== Aim of the exercise ==
Look through the data below and extract, unchanged, the lines from the one that contains "Guideline: for every instance of the canal" to the one that contains "Guideline: for every instance of the asphalt", both included.

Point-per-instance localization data

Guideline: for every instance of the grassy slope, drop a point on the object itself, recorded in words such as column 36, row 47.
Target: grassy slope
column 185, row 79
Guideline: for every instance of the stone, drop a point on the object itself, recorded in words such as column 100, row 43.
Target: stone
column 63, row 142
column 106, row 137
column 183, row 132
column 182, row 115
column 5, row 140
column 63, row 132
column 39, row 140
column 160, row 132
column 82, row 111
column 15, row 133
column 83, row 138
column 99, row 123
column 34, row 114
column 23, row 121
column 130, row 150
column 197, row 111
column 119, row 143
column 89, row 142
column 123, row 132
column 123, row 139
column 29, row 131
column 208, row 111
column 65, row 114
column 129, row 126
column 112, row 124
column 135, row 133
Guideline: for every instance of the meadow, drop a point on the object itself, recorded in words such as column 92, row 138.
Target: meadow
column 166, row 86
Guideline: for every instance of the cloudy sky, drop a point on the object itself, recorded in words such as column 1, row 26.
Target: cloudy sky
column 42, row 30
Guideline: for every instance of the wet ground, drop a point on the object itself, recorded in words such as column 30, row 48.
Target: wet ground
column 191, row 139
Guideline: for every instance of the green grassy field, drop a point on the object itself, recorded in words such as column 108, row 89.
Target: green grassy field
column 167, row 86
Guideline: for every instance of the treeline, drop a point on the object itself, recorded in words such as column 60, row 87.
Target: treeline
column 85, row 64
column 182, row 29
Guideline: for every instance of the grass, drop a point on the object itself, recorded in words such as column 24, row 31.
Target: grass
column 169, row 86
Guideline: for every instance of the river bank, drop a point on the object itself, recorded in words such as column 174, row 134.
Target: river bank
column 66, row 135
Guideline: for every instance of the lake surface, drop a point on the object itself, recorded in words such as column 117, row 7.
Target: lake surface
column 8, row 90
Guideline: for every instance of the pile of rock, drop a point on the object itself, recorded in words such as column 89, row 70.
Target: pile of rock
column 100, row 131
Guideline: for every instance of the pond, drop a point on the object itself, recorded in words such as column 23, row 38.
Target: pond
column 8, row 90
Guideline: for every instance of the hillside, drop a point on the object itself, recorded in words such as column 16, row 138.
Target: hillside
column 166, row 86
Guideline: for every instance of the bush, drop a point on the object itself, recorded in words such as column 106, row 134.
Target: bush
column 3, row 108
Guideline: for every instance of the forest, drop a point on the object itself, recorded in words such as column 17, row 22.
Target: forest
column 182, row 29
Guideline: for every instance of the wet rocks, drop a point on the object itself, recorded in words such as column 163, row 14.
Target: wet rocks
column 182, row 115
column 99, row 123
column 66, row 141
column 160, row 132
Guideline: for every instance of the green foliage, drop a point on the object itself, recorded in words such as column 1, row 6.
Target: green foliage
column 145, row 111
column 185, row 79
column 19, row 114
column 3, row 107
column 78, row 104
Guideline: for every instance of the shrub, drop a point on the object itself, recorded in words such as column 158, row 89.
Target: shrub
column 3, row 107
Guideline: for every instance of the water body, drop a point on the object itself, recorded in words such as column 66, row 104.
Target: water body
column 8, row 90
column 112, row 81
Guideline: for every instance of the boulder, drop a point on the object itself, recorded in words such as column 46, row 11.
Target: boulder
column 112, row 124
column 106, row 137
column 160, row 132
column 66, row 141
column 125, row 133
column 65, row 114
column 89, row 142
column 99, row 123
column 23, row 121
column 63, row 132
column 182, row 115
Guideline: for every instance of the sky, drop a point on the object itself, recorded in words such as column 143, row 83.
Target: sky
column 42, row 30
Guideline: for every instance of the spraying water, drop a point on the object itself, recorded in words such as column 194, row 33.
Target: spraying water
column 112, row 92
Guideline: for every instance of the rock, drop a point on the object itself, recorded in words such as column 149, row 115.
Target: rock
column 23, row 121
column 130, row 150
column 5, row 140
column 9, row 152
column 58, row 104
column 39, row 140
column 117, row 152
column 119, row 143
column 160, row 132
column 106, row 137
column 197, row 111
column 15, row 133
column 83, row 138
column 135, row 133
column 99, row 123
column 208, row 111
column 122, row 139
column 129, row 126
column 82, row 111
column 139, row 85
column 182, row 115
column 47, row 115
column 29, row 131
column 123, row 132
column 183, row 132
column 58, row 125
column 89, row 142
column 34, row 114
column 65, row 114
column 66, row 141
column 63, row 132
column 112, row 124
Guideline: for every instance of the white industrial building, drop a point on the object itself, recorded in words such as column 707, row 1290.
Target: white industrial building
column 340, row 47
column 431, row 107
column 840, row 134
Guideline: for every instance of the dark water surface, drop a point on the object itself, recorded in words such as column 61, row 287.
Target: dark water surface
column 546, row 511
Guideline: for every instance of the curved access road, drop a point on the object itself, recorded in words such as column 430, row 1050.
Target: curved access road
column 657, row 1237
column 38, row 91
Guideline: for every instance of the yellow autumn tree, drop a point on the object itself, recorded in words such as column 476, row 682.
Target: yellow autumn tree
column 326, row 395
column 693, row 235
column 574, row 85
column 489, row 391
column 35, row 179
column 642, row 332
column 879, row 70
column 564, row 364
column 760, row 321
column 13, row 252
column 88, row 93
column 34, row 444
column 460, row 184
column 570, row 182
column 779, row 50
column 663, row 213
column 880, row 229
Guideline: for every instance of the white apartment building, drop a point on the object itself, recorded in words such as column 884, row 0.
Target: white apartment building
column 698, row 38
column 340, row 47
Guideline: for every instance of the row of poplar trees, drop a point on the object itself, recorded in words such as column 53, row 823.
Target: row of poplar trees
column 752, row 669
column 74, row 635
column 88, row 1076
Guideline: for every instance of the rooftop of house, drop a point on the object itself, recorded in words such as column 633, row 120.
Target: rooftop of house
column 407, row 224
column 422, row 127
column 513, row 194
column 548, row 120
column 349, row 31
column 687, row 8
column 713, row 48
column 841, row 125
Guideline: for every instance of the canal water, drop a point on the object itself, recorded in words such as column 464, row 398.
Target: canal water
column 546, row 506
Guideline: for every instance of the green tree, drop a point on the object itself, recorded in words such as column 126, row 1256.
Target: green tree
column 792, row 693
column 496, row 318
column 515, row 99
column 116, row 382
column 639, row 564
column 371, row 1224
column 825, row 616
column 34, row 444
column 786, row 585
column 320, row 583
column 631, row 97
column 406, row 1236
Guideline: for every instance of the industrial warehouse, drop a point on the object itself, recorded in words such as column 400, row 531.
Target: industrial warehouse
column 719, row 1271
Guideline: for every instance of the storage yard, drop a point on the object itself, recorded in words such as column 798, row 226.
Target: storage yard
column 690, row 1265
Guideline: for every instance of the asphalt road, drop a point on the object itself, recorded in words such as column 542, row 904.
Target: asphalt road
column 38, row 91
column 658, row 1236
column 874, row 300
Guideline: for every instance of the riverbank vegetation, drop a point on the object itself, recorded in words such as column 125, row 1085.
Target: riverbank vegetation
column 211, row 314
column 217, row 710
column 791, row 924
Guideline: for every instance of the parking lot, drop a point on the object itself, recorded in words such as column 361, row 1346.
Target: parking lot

== Answer space ==
Guideline: for every instance of the canal water, drop a point on the object itself, recorded in words such as column 464, row 398.
Target: canal water
column 546, row 506
Guideline: for every instance of the green tree, drop a point on the object itself, recorded in words such as column 126, row 1256.
Target: green tree
column 792, row 693
column 496, row 318
column 515, row 99
column 116, row 382
column 639, row 564
column 371, row 1224
column 825, row 616
column 34, row 444
column 786, row 585
column 320, row 583
column 631, row 97
column 406, row 1236
Guideline: for every instance of the industrial warehouse, drop a point on the object itself, recorded in words such as column 400, row 531.
Target: industrial warehouse
column 719, row 1271
Guideline: for every instance of the storage yard, drop a point on the object itself, recorded in words such as column 798, row 226.
Target: storage yard
column 690, row 1265
Guideline: for every instance of the asphalt road, drop a point on the object itself, recorded in words such as column 542, row 904.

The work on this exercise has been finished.